> _Exercise instructions_: Copy every line from the material below that holds "separate".

> _Dataset_:
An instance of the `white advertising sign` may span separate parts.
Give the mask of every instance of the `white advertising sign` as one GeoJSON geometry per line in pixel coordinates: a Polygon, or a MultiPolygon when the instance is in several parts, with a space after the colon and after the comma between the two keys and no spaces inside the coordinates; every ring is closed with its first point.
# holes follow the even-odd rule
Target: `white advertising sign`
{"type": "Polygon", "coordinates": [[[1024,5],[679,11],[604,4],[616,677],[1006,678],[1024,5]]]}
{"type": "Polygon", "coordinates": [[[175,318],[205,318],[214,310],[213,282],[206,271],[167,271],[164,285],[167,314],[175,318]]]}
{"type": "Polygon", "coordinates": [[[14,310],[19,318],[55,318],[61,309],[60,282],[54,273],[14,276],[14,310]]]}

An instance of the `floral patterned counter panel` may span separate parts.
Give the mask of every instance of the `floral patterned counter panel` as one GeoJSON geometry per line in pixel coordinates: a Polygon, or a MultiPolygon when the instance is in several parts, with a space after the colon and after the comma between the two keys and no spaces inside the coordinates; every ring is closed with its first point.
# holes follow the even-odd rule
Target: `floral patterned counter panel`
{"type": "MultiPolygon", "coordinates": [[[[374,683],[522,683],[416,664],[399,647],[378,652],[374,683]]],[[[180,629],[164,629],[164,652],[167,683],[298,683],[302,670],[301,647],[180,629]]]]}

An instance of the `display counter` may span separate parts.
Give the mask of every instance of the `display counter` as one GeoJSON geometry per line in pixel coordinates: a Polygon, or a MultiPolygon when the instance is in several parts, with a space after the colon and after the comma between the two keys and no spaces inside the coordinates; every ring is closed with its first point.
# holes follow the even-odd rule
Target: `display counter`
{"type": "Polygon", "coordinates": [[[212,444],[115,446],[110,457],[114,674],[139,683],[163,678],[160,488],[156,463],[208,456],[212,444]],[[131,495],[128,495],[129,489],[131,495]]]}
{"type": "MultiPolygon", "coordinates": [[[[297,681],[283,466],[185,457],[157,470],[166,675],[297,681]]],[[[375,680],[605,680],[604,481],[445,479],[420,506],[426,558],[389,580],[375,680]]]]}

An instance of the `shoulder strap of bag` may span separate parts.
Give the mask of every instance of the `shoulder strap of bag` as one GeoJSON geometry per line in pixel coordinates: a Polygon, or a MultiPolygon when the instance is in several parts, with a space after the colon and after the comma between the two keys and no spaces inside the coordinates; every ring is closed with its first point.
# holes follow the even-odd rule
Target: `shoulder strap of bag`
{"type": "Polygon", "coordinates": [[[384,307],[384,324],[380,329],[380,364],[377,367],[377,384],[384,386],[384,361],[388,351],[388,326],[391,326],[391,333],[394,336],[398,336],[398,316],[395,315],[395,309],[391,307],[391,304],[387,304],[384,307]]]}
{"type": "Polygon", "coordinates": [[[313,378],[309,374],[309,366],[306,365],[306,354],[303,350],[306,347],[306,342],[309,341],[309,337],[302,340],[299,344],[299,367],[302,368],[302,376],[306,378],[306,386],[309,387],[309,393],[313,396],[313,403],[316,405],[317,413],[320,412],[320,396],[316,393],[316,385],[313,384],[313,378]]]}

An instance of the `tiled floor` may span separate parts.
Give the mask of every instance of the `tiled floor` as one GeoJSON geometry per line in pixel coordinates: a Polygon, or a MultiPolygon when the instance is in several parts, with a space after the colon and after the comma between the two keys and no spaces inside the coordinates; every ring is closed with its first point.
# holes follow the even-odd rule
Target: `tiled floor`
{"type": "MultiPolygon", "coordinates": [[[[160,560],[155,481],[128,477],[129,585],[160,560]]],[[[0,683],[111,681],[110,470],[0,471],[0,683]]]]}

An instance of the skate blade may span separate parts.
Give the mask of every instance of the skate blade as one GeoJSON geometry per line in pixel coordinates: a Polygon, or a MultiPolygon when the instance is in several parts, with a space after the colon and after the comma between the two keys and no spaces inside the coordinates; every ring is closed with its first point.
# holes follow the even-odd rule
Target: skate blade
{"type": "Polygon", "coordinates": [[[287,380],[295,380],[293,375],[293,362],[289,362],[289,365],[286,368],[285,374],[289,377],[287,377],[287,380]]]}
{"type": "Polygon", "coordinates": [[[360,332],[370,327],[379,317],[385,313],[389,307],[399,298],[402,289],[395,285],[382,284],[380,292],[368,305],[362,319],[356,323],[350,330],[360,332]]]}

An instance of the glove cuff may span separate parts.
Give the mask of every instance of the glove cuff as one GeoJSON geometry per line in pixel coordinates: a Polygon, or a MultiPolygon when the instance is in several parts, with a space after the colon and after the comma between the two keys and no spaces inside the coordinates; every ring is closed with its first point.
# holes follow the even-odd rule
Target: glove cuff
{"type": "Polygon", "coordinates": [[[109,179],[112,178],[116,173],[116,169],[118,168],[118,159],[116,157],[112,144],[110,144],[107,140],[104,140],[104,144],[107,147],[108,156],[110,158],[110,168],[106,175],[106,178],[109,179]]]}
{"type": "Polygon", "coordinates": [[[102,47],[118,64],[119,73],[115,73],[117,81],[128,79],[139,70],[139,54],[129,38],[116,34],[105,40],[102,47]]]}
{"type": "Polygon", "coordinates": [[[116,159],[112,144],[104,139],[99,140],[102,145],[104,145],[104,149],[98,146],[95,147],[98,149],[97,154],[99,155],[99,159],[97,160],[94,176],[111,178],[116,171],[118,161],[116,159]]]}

> _Response to the exercise_:
An instance of the `white advertising sign` may span separate parts.
An instance of the `floral patterned counter panel` may span separate parts.
An instance of the `display counter` may span separate parts.
An instance of the `shoulder strap of bag` may span separate parts.
An instance of the `tiled floor` may span separate parts.
An instance of the skate blade may span separate parts.
An instance of the glove cuff may span separate parts.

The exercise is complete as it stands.